What to work on =>
(a) Could you duplicate the part of the forum thread that opens with the words containing "# Please rate" and closes with "right to left)", word for word?
(b) Which lines of the records contain the string "mouth"? Pick out each one and copy it in full.

# Please rate my stickman manga...



## AlanJohn (Mar 22, 2011)

I made them in russian since thats what my art teacher told me to do. She said to my class that we should make something funny and in a foreign language. Please rate and comment!(you read it from right to left)


Spoiler

















Better quality Images:


Spoiler


----------



## Laughing Stock (Mar 22, 2011)

The eyes sort of bother me.


----------



## Nujui (Mar 22, 2011)

It's.....okish.


----------



## epicCreations.or (Mar 24, 2011)

if I could get an approximate translation panel by panel, that might help.... I can't russian very well


----------



## Shockwind (Mar 24, 2011)

I didn't understand it cuz I can't get a greater view of your manga.


----------



## prowler (Mar 24, 2011)

more like ten year old stick figure drawings than manga.


----------



## raulpica (Mar 24, 2011)

I can see monkat in it. WTF.


----------



## Kwartel (Mar 24, 2011)

prwlr. said:
			
		

> more like ten year old stick figure drawings than manga.


This.


----------



## Shockwind (Mar 24, 2011)

raulpica said:
			
		

> I can see monkat in it. WTF.


You're right. 
	

	
	
		
		

		
		
	


	




 I can see monkat's glasses.


----------



## zeromac (Mar 24, 2011)

Err.. Its quite good


----------



## alphenor (Mar 24, 2011)

Input material =>
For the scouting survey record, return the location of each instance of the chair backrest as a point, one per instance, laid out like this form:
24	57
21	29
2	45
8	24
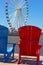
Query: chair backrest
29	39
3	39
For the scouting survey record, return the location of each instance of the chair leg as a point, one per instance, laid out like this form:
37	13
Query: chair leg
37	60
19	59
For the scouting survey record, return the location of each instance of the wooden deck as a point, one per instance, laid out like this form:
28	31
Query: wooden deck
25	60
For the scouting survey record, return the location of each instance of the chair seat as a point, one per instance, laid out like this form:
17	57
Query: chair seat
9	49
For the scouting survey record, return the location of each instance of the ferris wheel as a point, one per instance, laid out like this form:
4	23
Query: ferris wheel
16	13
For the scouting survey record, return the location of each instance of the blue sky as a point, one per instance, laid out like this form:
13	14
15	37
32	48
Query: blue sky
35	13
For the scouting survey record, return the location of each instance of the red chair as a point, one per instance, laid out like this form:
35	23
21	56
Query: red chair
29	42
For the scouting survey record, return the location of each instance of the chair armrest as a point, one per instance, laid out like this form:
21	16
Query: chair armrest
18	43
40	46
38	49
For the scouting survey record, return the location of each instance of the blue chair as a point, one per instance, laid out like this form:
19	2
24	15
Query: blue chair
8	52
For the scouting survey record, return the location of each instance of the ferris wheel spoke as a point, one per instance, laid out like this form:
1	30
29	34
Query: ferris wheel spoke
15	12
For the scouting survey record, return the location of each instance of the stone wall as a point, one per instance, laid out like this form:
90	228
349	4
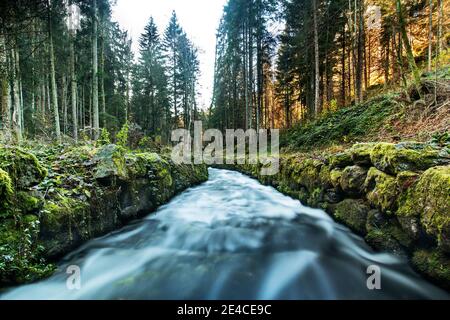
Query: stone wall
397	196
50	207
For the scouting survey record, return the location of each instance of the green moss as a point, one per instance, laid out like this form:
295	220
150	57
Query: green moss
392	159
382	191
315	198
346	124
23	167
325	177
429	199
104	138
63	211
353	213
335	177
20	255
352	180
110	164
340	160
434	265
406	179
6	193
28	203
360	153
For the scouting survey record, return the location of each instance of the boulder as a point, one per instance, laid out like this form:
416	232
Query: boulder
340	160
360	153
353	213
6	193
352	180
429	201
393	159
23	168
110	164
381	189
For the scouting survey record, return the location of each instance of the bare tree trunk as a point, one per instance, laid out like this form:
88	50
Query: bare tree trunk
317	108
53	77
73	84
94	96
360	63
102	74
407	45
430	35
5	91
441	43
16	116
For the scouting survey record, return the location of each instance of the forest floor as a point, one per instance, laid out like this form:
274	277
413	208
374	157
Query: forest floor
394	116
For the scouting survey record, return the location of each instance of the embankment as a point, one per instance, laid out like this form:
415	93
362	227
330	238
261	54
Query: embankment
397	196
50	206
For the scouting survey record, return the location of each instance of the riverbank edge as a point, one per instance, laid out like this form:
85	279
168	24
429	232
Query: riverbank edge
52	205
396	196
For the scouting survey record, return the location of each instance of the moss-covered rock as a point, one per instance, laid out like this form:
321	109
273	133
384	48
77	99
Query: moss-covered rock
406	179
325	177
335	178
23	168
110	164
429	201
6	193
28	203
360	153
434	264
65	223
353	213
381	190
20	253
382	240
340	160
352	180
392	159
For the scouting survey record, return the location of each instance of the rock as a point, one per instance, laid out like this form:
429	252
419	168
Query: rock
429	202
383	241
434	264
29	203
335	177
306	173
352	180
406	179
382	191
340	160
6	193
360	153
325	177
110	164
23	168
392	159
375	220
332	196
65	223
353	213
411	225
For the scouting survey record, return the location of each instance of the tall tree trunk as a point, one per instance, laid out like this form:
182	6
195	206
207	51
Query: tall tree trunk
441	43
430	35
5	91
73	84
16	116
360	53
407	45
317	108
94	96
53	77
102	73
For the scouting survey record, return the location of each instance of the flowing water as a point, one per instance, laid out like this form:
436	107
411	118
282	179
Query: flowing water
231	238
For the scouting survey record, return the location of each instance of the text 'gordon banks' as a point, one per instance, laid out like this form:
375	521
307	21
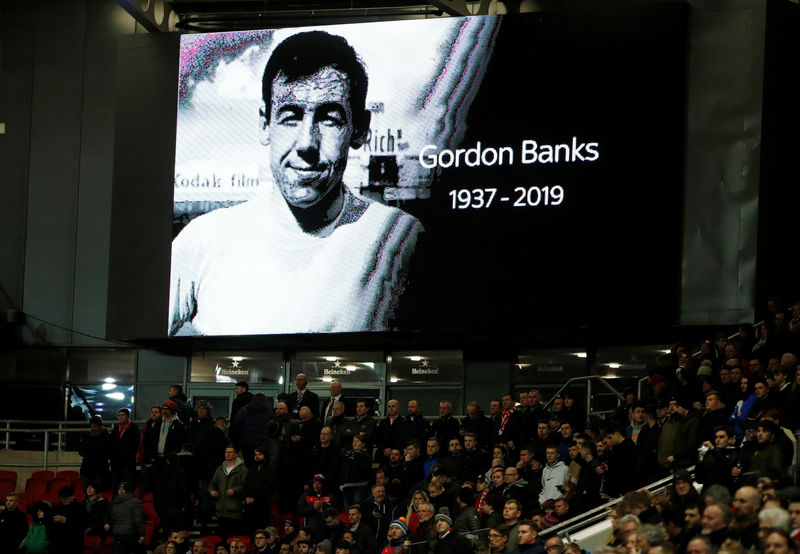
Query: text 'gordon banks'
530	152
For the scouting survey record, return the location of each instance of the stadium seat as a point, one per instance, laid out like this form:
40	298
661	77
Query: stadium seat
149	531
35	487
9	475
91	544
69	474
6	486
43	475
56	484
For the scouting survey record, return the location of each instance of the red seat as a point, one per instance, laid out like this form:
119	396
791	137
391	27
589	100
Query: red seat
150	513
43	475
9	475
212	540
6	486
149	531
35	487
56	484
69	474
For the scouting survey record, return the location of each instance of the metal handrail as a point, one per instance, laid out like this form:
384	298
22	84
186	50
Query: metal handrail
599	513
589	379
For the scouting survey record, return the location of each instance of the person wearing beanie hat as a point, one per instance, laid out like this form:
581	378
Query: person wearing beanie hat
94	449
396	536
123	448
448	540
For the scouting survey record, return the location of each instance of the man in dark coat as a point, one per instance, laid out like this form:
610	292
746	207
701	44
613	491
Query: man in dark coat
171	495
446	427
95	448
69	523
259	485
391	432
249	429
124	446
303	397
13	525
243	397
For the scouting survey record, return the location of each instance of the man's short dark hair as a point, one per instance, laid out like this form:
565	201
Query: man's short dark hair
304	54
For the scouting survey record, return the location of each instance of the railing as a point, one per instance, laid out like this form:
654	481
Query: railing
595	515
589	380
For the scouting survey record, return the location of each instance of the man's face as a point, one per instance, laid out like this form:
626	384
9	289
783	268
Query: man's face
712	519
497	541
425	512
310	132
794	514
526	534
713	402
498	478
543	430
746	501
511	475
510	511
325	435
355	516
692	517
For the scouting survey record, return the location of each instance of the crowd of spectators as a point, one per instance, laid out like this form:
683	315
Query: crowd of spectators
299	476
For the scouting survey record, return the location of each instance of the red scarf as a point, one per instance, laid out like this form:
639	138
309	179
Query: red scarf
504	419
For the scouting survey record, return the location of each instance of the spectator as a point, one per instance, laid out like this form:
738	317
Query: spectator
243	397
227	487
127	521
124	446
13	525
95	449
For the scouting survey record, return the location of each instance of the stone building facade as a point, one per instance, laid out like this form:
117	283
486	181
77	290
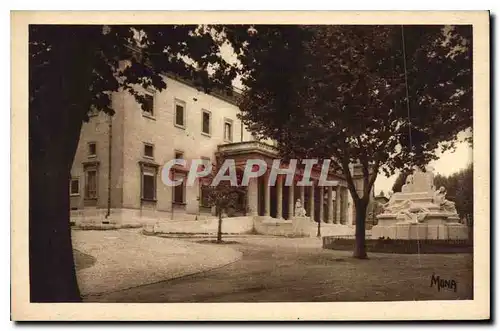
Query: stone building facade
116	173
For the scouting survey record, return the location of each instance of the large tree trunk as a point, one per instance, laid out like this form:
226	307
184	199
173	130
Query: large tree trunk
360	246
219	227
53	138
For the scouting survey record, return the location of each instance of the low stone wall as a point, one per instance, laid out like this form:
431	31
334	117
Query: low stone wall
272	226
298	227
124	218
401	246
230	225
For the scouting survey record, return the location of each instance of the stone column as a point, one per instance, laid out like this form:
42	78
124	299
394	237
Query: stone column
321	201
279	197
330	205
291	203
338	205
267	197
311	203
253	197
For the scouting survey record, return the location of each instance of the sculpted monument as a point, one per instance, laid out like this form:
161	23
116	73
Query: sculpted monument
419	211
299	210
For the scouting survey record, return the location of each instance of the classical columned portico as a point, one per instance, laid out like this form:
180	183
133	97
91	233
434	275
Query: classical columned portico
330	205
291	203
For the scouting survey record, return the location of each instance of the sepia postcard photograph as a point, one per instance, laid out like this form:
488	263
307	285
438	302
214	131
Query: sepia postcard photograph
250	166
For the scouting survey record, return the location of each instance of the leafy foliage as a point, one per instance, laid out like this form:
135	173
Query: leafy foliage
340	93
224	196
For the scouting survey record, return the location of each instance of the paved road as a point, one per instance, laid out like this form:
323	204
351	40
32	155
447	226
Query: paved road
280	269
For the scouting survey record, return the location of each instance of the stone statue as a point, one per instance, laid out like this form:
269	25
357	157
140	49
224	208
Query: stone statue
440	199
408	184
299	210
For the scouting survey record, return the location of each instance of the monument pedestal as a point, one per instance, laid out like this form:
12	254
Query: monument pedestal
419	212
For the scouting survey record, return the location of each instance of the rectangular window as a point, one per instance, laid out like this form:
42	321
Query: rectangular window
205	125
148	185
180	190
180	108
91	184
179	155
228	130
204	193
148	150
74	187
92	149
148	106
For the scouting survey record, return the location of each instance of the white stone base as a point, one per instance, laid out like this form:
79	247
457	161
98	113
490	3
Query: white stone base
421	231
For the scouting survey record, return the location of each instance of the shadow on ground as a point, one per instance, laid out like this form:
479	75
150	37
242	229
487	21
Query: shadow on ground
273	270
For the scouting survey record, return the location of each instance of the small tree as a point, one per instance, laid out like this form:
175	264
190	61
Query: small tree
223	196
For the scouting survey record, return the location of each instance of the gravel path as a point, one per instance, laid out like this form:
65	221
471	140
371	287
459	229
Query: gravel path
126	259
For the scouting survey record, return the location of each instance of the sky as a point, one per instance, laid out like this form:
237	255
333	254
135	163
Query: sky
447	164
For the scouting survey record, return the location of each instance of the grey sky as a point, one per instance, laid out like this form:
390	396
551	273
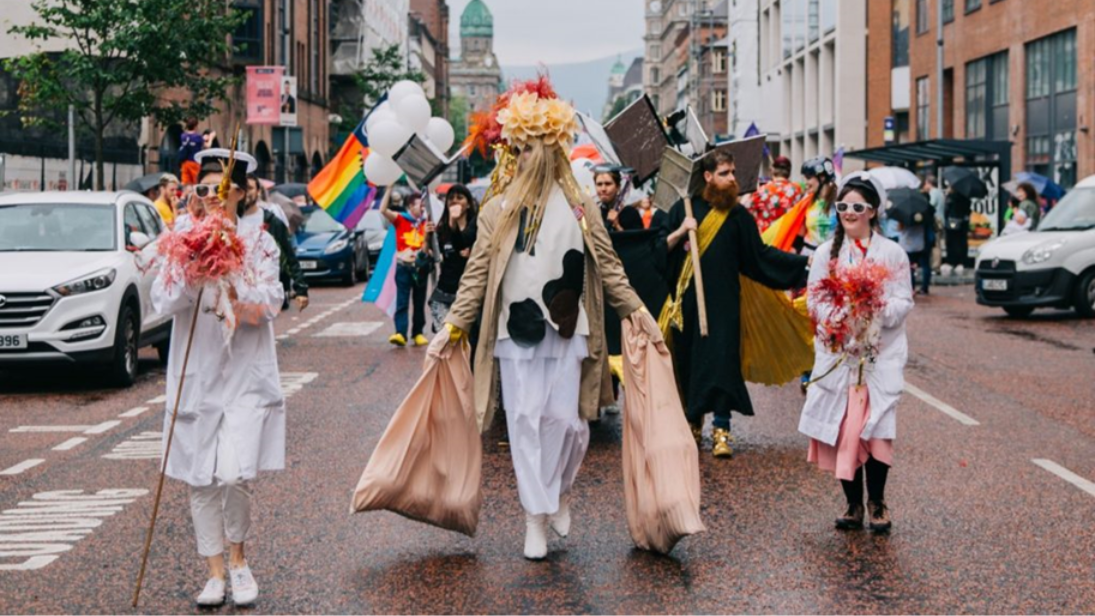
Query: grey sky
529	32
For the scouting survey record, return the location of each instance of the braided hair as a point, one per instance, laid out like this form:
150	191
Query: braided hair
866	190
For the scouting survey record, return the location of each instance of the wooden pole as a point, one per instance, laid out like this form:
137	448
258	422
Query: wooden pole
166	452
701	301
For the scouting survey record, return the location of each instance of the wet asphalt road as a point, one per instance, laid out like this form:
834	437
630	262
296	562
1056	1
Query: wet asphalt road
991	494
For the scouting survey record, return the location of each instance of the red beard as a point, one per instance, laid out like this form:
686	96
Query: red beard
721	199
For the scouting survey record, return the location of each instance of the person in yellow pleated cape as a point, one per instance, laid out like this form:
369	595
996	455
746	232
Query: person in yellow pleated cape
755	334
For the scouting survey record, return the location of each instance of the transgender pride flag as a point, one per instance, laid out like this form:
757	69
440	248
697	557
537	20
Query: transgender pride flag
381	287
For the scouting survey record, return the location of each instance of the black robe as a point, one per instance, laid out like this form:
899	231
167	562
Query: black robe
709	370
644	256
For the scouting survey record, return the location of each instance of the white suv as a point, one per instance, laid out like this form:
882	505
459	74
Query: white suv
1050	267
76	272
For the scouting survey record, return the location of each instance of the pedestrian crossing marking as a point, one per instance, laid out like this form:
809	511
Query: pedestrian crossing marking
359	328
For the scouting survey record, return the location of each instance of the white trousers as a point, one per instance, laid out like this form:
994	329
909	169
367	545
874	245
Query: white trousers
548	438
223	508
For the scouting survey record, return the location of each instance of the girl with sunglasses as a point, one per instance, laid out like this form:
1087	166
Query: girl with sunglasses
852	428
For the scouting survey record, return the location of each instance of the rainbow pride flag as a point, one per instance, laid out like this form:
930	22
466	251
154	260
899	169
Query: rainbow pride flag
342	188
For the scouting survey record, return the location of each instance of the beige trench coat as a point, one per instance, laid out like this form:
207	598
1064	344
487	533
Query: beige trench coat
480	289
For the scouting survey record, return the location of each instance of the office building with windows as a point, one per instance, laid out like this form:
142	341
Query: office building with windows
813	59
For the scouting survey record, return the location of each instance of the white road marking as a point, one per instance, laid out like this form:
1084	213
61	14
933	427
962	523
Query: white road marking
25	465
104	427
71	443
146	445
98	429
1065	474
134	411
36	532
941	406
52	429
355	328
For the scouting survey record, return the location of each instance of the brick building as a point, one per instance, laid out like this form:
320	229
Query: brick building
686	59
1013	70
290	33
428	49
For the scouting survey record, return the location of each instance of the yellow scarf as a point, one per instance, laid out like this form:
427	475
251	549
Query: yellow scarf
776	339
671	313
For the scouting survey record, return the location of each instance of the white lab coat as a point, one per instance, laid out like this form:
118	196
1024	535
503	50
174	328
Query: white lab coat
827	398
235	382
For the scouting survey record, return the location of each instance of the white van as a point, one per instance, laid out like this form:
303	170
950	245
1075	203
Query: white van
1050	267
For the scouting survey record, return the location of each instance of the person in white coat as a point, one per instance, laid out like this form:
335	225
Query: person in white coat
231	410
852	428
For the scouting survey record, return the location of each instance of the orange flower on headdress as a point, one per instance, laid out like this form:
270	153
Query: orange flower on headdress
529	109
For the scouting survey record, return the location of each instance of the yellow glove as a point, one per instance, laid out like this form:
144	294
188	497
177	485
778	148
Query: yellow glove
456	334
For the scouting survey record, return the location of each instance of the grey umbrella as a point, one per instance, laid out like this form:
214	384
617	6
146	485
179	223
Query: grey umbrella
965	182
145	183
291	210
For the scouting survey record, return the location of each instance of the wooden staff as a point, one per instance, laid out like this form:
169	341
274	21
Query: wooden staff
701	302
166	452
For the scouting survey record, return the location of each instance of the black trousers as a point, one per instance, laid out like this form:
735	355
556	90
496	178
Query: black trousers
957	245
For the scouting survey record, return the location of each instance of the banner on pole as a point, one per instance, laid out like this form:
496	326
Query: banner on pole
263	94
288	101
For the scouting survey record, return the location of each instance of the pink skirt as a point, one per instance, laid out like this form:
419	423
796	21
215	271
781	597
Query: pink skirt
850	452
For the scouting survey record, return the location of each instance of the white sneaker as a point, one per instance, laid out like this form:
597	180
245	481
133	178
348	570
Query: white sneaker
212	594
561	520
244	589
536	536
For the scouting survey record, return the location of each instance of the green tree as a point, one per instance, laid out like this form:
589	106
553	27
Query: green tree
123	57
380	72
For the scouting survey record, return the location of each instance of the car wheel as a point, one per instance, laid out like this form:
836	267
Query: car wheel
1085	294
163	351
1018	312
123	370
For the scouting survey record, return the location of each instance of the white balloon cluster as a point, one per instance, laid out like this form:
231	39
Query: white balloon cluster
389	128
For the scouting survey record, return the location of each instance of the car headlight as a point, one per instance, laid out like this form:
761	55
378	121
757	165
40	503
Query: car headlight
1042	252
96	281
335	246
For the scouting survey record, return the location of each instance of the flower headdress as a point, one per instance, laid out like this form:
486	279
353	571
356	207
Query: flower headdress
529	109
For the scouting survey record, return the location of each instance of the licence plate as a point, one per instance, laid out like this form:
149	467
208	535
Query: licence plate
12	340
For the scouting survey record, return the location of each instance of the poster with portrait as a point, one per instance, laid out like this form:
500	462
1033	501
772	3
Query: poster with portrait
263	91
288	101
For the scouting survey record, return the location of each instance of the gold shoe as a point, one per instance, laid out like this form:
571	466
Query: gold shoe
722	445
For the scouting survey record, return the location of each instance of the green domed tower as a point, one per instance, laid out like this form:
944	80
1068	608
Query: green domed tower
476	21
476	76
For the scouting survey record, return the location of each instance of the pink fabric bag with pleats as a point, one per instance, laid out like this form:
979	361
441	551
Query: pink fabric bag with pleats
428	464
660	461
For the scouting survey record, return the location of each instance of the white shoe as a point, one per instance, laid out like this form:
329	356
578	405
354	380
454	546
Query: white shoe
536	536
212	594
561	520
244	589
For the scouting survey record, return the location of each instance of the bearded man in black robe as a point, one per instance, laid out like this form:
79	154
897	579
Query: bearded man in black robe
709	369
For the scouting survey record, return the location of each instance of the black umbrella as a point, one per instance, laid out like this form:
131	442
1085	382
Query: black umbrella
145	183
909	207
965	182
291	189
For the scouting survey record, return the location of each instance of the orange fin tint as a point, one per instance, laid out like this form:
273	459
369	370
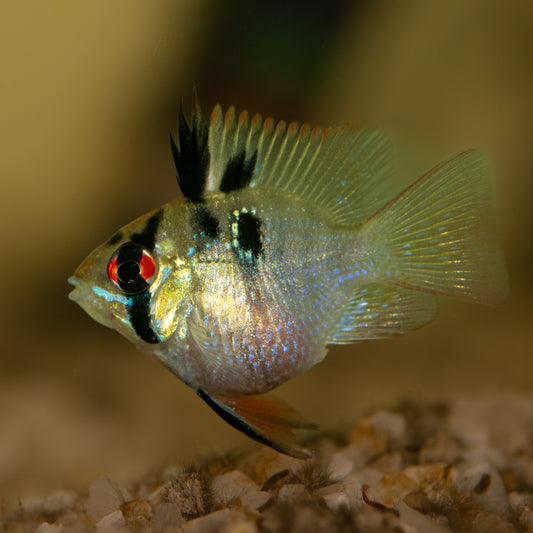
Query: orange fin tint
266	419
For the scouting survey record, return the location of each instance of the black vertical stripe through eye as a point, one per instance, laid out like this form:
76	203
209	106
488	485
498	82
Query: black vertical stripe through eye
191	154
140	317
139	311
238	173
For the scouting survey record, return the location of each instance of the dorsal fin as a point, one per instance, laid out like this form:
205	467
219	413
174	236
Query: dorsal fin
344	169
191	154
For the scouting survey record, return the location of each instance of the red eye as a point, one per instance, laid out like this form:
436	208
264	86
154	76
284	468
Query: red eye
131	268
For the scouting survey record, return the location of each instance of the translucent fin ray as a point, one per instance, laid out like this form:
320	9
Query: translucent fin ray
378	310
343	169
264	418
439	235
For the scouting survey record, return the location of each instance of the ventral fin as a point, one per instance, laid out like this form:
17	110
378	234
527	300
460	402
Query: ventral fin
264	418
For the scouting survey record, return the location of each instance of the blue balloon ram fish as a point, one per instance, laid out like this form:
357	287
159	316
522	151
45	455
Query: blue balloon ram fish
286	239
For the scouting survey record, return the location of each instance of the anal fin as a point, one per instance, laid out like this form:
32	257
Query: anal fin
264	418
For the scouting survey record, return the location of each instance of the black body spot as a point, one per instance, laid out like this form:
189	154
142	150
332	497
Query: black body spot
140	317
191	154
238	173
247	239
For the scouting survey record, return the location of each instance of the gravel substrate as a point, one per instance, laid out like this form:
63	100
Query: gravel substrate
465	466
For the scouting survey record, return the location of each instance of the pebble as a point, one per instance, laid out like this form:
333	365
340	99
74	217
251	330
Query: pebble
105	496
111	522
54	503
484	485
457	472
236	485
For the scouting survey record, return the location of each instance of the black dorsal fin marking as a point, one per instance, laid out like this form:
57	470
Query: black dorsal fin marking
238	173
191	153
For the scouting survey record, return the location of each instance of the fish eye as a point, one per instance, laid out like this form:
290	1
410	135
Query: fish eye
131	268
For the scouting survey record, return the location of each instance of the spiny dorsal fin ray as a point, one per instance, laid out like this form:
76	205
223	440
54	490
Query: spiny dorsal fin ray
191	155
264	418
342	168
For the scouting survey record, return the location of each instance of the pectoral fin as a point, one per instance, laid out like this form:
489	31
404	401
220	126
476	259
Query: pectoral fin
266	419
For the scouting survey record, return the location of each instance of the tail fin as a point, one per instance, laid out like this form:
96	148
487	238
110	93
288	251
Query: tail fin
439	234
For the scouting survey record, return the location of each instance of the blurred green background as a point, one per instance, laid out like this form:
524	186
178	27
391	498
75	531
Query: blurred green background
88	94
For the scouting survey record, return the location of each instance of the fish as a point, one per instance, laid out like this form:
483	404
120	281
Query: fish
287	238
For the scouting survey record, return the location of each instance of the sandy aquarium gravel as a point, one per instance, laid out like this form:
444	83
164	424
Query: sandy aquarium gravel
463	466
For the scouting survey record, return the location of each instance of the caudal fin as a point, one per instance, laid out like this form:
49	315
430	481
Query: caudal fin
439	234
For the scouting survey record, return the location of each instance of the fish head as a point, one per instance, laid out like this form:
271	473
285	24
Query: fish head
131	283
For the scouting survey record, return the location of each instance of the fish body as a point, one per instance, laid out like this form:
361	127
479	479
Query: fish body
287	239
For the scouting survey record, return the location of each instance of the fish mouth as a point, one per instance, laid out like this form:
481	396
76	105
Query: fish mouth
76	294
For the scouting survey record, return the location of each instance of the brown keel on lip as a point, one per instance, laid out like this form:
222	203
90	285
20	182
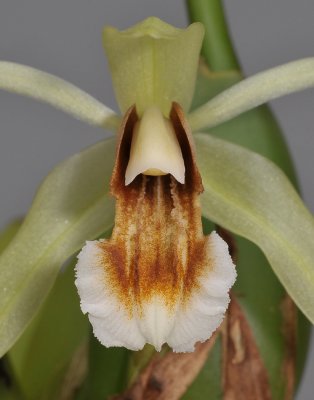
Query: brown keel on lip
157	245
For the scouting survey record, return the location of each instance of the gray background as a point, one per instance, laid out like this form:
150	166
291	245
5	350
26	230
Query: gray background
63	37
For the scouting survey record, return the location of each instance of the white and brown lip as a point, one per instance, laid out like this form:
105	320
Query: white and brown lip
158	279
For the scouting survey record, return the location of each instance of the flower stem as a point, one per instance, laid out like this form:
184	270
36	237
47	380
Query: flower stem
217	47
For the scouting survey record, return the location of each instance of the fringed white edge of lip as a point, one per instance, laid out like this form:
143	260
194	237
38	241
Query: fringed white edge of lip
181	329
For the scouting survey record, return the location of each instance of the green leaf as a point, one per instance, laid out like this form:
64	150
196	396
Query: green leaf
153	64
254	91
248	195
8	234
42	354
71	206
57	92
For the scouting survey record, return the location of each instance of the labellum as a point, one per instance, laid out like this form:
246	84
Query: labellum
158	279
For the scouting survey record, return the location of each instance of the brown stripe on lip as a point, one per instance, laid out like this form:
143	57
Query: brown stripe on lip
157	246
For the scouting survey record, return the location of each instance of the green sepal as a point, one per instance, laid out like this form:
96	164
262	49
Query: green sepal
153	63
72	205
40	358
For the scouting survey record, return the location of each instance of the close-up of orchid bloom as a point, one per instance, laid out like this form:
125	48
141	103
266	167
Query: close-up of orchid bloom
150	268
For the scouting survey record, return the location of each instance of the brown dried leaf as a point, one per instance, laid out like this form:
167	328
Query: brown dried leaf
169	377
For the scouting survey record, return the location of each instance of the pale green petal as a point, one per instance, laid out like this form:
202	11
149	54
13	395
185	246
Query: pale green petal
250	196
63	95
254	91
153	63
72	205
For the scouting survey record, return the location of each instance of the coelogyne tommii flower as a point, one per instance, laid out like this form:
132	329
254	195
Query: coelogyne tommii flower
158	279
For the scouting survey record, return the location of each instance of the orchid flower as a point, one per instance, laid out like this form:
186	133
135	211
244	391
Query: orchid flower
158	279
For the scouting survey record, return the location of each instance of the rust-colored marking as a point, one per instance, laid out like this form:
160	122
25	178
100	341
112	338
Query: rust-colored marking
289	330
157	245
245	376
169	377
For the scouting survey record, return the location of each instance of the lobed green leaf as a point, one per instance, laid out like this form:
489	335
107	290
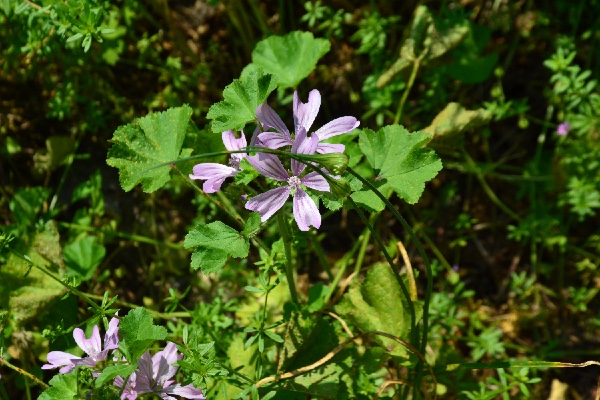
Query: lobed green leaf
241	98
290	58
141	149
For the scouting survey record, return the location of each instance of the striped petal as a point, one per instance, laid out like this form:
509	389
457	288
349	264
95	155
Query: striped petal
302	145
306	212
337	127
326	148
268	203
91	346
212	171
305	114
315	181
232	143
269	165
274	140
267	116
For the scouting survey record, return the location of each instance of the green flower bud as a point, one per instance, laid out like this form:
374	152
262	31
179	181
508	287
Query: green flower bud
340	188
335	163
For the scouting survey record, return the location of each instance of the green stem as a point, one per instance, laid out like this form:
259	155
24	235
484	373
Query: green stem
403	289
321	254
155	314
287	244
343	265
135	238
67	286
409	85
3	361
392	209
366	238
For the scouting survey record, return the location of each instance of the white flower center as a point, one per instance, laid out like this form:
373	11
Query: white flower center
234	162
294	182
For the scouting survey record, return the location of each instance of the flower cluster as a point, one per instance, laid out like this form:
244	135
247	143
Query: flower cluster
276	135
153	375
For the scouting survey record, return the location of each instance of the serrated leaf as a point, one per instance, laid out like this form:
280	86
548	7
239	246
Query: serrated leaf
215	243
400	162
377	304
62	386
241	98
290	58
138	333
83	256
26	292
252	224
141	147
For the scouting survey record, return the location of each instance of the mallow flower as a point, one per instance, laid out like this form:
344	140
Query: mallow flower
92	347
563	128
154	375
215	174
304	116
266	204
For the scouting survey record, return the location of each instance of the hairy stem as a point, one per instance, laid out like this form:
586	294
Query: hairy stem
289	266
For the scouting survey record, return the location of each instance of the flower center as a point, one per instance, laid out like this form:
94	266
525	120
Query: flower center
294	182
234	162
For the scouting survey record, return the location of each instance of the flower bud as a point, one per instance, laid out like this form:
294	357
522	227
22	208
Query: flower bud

Worked solutions =>
(a)
# Please rate my stickman manga...



## AlanJohn (Mar 22, 2011)

I made them in russian since thats what my art teacher told me to do. She said to my class that we should make something funny and in a foreign language. Please rate and comment!(you read it from right to left)

(b)
For the scouting survey record, return the location of each instance of the fish mouth as a point, one per instance, laid out like this form:
Query: fish mouth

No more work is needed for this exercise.